**What you need to do**
Give again the line that contains "Mark every instance of the woman with" and every line after it to the end of the records. Keep them exactly as they are and add nothing.

(Referring expression pointing data)
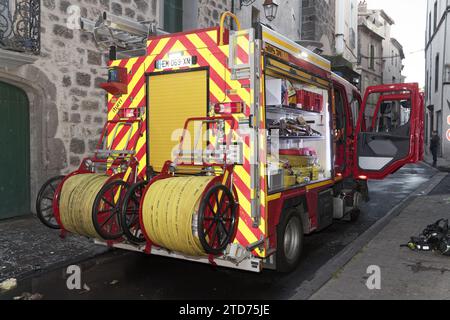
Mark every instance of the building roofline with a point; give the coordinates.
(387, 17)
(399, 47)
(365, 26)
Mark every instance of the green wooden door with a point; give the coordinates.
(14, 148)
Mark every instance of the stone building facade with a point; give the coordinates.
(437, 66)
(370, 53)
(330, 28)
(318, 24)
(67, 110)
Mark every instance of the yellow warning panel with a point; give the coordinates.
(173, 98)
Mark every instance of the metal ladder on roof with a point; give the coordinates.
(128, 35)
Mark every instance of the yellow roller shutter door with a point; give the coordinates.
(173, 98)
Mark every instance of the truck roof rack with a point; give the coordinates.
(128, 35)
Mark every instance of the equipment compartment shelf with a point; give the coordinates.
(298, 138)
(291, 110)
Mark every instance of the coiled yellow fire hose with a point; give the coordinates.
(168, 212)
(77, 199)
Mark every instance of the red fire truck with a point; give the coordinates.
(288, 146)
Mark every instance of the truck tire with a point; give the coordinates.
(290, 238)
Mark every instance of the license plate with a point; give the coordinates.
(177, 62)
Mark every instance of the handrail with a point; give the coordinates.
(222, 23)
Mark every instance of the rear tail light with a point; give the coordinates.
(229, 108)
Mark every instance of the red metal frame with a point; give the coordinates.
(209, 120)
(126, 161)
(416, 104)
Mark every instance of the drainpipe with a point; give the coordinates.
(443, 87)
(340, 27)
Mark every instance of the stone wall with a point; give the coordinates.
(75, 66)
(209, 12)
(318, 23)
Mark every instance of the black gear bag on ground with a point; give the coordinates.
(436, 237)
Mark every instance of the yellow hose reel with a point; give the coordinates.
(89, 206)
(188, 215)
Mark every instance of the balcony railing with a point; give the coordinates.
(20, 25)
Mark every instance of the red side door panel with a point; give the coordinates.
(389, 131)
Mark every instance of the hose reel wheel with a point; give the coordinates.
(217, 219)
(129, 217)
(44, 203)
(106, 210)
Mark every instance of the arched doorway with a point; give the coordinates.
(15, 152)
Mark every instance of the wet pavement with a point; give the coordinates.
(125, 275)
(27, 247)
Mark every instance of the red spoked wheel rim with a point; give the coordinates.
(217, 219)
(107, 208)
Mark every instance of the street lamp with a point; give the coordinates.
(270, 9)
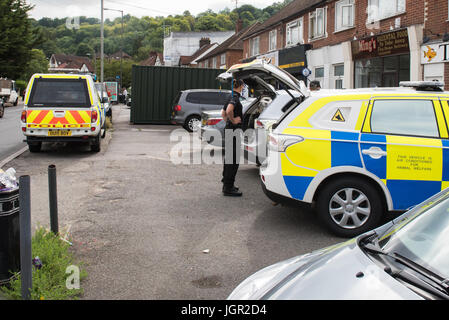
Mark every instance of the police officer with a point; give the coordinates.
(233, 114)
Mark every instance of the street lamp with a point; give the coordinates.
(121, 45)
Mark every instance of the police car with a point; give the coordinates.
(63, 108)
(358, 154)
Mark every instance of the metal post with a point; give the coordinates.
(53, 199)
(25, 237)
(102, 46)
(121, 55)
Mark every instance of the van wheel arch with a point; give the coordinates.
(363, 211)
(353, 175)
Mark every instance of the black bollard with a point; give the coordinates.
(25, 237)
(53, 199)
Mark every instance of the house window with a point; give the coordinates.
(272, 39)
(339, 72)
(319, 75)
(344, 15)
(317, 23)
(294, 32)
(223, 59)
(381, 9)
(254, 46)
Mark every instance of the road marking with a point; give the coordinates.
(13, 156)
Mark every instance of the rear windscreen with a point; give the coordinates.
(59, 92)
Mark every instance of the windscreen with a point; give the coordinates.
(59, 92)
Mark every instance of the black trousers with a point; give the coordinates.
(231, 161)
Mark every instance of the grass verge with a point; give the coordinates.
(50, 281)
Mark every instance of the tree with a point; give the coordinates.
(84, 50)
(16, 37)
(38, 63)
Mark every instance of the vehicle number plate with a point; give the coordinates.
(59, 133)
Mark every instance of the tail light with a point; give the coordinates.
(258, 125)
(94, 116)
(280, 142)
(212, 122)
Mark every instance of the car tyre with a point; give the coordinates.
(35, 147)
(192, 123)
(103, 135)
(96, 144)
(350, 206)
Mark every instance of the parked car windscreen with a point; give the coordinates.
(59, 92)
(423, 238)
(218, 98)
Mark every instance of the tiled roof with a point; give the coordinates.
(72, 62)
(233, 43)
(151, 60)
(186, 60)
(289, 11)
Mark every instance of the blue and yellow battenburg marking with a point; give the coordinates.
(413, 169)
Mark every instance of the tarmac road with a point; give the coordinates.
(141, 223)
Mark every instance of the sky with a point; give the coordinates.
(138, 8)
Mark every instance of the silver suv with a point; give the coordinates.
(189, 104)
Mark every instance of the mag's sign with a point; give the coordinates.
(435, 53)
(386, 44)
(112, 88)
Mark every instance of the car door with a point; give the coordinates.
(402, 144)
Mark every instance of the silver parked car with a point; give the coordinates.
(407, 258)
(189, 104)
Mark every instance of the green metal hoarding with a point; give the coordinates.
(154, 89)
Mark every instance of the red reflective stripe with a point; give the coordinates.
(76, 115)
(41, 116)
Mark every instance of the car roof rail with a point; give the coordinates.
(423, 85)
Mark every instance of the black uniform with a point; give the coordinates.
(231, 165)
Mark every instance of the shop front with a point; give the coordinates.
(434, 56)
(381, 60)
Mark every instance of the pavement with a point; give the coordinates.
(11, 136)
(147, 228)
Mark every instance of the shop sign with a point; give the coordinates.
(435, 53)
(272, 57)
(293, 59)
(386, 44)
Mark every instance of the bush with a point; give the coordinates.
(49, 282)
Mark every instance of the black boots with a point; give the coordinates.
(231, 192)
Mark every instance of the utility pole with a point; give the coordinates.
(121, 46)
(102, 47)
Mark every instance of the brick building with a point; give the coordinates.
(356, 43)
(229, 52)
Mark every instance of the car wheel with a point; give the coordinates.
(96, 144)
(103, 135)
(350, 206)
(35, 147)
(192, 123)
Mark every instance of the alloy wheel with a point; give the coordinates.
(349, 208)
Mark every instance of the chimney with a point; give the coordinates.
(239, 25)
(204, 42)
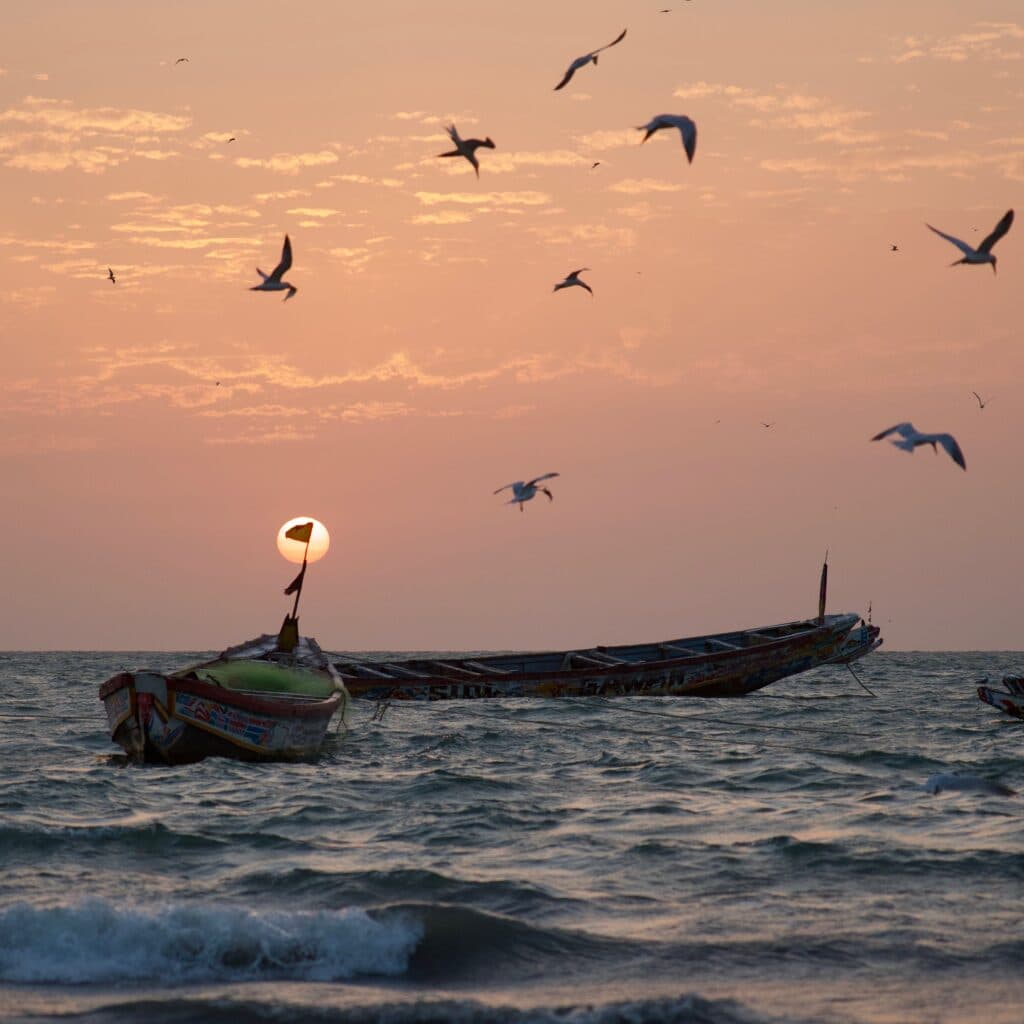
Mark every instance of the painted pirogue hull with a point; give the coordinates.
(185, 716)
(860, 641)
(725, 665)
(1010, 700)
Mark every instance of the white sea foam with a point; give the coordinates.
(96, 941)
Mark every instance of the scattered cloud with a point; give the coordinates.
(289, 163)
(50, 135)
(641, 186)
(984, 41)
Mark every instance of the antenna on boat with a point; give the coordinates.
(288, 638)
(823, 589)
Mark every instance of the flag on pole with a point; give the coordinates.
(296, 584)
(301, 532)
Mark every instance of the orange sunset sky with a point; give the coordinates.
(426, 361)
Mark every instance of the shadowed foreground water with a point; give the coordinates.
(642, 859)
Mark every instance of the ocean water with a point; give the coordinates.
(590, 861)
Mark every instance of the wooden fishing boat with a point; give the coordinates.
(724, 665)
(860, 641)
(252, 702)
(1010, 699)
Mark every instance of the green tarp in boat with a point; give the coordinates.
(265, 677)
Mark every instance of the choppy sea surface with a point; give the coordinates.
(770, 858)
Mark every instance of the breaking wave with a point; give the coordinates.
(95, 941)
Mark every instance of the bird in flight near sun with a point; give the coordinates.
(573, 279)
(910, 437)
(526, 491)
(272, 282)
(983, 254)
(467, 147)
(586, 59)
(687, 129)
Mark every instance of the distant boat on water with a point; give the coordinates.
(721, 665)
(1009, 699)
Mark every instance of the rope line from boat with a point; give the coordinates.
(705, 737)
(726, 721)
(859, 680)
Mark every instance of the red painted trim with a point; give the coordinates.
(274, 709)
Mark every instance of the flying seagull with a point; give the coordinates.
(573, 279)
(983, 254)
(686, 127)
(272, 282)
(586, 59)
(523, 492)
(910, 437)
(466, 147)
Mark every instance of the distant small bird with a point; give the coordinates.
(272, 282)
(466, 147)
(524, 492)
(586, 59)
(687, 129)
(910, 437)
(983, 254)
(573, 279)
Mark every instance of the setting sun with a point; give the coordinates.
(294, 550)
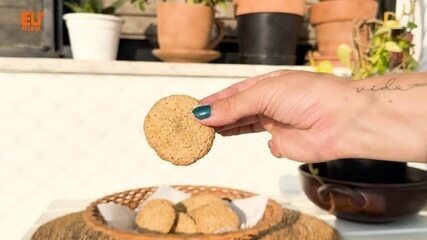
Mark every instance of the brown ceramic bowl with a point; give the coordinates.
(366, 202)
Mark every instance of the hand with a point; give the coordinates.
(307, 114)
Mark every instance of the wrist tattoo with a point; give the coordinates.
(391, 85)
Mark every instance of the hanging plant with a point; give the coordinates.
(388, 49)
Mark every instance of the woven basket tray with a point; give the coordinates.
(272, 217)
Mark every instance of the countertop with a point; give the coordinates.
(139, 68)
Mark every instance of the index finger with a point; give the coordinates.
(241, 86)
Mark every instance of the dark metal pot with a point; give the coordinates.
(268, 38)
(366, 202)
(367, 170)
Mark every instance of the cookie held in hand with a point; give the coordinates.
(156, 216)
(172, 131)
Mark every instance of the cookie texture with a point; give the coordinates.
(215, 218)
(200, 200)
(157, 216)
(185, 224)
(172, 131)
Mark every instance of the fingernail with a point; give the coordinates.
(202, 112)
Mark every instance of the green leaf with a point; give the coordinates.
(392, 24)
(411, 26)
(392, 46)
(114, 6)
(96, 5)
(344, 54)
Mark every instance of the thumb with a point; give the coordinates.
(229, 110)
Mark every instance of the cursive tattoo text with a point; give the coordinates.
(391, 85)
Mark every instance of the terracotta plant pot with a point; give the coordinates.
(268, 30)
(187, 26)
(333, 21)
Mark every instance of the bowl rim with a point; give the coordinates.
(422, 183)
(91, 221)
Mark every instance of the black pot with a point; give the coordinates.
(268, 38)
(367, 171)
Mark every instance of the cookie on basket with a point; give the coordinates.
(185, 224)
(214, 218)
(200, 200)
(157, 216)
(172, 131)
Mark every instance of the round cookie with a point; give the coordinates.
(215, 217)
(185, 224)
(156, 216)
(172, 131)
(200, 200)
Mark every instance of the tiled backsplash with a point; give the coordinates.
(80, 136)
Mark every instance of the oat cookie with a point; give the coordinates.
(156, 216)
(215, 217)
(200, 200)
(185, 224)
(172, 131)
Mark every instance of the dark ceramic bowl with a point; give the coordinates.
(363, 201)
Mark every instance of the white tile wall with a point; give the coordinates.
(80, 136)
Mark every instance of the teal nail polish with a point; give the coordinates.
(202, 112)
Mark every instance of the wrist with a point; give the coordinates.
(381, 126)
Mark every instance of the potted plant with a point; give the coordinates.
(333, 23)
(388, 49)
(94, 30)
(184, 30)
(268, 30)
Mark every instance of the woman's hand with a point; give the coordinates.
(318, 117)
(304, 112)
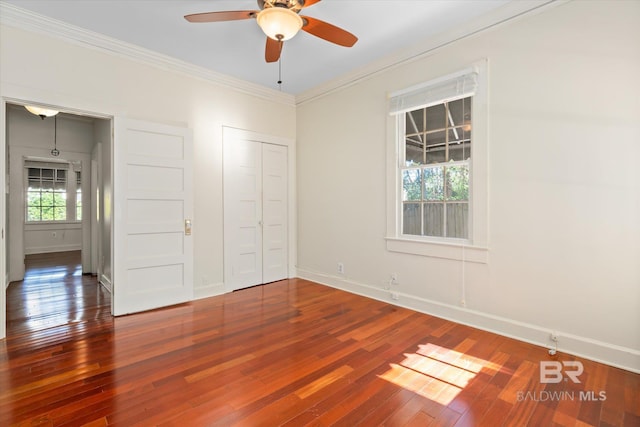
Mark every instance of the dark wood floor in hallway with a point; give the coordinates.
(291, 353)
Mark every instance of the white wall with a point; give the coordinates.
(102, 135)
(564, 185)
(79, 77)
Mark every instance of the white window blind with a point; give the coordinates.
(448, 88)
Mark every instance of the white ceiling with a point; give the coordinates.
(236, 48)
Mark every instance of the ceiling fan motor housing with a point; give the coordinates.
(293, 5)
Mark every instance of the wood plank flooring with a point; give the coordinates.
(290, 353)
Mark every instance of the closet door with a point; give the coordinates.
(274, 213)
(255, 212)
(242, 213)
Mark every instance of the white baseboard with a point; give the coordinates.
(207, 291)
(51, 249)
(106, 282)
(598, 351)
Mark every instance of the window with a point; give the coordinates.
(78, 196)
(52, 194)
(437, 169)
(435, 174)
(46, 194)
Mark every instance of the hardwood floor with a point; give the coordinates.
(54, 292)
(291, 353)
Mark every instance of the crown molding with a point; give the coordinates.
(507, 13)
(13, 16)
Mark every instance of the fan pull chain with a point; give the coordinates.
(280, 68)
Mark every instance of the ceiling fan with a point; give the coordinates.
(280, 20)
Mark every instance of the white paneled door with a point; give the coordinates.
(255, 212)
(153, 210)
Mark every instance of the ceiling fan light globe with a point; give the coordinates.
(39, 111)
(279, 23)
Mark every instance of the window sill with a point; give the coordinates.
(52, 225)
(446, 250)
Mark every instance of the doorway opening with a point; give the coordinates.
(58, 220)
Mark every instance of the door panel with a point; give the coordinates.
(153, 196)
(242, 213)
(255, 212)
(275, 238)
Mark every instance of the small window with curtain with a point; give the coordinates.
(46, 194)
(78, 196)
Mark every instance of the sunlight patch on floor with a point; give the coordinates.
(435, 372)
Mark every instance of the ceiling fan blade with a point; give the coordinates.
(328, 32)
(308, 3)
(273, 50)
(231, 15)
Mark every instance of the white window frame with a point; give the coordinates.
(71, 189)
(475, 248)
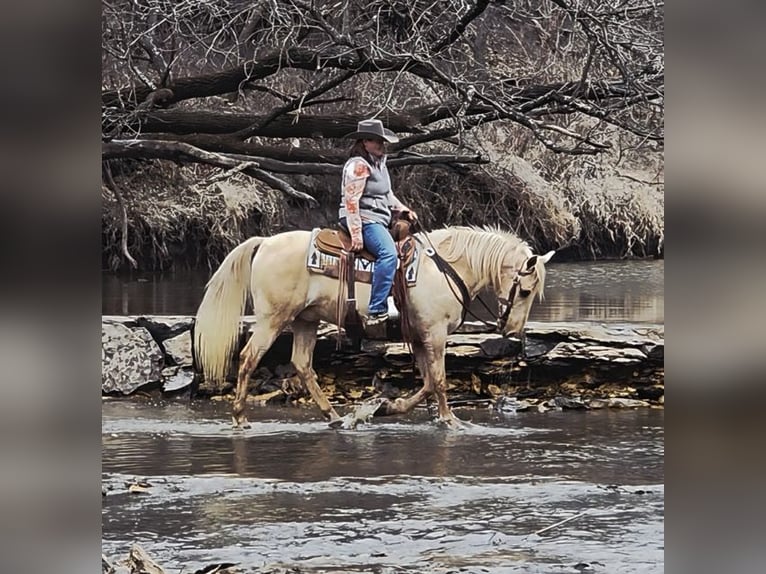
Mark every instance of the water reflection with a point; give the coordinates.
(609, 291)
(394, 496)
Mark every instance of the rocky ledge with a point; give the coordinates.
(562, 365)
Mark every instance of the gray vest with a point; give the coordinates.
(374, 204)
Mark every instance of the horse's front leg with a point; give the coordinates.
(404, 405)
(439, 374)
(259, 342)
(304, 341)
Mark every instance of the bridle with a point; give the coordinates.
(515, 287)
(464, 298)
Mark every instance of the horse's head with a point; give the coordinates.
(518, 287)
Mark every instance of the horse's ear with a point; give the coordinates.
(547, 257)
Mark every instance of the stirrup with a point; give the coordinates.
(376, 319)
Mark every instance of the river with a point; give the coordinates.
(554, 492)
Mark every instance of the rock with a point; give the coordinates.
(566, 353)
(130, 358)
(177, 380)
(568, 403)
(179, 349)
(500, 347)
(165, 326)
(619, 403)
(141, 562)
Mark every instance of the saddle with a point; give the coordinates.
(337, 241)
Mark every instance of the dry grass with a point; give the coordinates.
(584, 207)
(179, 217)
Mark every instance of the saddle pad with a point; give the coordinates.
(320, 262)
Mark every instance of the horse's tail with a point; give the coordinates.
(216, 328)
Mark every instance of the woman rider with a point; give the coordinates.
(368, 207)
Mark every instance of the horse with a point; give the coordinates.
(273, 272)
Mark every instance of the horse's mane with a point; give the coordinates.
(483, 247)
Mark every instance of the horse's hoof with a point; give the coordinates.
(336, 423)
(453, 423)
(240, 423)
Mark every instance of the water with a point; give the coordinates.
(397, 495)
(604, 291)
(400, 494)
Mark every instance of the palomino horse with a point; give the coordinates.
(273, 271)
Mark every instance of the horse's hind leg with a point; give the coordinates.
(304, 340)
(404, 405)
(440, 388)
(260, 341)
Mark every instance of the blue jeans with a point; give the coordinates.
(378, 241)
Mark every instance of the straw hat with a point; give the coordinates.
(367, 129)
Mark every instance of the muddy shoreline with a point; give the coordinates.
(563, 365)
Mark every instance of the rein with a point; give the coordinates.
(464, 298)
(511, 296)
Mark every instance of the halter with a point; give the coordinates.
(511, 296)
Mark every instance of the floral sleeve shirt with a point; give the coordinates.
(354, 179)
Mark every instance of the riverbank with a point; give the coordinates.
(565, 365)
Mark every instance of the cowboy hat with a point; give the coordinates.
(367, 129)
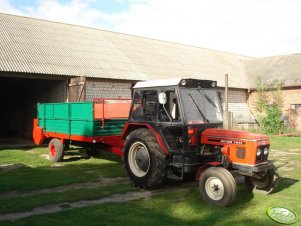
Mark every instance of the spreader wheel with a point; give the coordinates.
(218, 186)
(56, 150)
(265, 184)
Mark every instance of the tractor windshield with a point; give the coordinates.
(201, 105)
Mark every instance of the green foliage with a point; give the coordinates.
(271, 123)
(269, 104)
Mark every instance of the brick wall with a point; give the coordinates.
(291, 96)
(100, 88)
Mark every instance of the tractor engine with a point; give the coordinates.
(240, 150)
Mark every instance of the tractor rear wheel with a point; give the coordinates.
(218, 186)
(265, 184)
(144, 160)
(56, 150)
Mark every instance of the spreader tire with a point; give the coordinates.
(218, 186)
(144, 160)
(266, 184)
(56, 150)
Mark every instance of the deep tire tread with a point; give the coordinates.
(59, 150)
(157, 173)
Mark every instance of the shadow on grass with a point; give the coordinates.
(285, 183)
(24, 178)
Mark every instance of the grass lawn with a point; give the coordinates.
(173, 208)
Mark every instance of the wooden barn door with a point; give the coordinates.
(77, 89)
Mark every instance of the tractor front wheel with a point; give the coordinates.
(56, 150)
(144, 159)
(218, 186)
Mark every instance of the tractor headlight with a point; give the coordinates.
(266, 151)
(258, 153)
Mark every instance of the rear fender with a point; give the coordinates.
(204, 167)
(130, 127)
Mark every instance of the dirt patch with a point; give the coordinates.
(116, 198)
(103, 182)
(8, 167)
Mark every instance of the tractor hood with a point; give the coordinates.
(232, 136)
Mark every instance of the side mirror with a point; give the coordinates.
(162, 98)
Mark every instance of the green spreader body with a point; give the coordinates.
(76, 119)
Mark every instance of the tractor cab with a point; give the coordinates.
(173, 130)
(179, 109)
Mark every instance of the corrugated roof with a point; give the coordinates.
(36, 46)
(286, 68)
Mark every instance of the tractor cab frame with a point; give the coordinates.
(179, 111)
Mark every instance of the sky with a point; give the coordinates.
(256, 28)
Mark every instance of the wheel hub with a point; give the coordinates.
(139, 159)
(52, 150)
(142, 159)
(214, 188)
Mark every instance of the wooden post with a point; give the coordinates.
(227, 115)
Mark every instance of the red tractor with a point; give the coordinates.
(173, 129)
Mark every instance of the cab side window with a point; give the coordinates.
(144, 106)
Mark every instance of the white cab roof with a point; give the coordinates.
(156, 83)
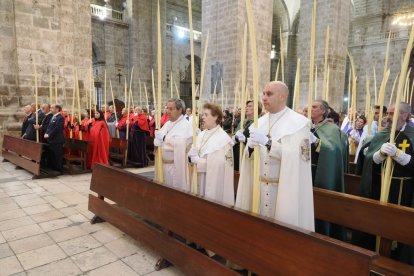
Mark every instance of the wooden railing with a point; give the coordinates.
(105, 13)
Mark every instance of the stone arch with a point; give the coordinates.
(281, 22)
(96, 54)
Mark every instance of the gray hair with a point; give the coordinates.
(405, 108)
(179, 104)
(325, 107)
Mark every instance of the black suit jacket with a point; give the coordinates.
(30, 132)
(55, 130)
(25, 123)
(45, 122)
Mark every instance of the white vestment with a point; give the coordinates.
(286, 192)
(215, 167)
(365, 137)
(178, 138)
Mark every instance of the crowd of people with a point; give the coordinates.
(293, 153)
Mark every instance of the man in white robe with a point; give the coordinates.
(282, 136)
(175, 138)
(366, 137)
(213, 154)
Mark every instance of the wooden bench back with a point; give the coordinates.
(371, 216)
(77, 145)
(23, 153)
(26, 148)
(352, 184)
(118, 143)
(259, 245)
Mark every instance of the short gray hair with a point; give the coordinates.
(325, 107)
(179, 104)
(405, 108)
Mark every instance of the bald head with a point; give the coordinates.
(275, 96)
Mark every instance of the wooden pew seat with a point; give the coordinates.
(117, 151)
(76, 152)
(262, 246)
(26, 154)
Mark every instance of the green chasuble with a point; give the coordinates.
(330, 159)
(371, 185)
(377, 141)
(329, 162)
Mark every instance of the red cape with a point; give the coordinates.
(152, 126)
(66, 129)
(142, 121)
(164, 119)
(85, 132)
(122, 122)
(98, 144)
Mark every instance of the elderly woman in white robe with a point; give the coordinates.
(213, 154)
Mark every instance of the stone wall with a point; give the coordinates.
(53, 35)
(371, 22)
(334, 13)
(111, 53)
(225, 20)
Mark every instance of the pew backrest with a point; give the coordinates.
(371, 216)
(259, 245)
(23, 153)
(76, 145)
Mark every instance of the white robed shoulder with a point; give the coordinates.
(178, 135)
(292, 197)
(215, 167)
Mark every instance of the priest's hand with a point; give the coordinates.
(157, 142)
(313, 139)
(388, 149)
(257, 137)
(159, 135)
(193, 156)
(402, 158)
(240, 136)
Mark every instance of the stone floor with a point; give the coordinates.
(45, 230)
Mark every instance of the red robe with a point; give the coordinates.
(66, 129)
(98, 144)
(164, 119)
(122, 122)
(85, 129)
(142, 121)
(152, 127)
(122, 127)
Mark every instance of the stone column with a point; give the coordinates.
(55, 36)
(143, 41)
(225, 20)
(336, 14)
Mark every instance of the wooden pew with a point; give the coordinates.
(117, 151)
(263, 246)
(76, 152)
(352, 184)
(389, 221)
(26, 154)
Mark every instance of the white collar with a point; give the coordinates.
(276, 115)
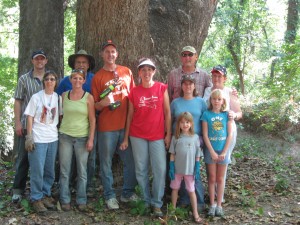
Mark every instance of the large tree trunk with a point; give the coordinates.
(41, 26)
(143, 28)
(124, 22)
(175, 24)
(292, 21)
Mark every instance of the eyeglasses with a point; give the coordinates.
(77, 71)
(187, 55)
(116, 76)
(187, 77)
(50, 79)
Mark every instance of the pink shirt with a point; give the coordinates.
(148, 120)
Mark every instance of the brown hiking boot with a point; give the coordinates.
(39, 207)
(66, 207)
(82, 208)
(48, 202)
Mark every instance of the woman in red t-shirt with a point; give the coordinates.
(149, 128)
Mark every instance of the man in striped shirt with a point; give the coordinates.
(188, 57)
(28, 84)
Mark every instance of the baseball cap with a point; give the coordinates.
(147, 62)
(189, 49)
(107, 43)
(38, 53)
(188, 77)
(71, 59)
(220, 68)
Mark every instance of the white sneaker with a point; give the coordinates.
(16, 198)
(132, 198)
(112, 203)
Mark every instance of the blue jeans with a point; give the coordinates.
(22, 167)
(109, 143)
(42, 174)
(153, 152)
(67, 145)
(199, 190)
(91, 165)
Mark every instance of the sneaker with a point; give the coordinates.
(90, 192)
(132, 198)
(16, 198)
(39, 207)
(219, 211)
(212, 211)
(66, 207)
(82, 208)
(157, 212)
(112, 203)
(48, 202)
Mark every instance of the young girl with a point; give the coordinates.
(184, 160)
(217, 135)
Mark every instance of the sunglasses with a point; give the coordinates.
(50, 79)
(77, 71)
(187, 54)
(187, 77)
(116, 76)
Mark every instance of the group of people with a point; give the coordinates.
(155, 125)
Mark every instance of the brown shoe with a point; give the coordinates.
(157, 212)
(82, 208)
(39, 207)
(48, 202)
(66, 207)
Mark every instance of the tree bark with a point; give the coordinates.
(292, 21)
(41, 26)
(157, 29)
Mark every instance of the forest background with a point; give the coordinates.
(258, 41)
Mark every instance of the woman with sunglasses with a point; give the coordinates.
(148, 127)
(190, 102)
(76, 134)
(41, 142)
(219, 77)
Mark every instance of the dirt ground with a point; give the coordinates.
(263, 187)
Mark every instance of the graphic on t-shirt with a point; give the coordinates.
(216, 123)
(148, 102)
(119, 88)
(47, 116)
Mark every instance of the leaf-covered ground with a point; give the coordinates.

**Result for this task**
Mark every instance of the woman with sunglasses with a point; give the coordinates.
(148, 127)
(190, 102)
(76, 134)
(41, 142)
(219, 77)
Mark every instance of the dirt ground with a point; give the coordinates.
(263, 187)
Mark every instance of the graphic on t-shirt with a point; give the coordinates.
(216, 123)
(148, 102)
(119, 88)
(47, 116)
Mark every instance of the leaf-covered ground with a point; give the coordinates.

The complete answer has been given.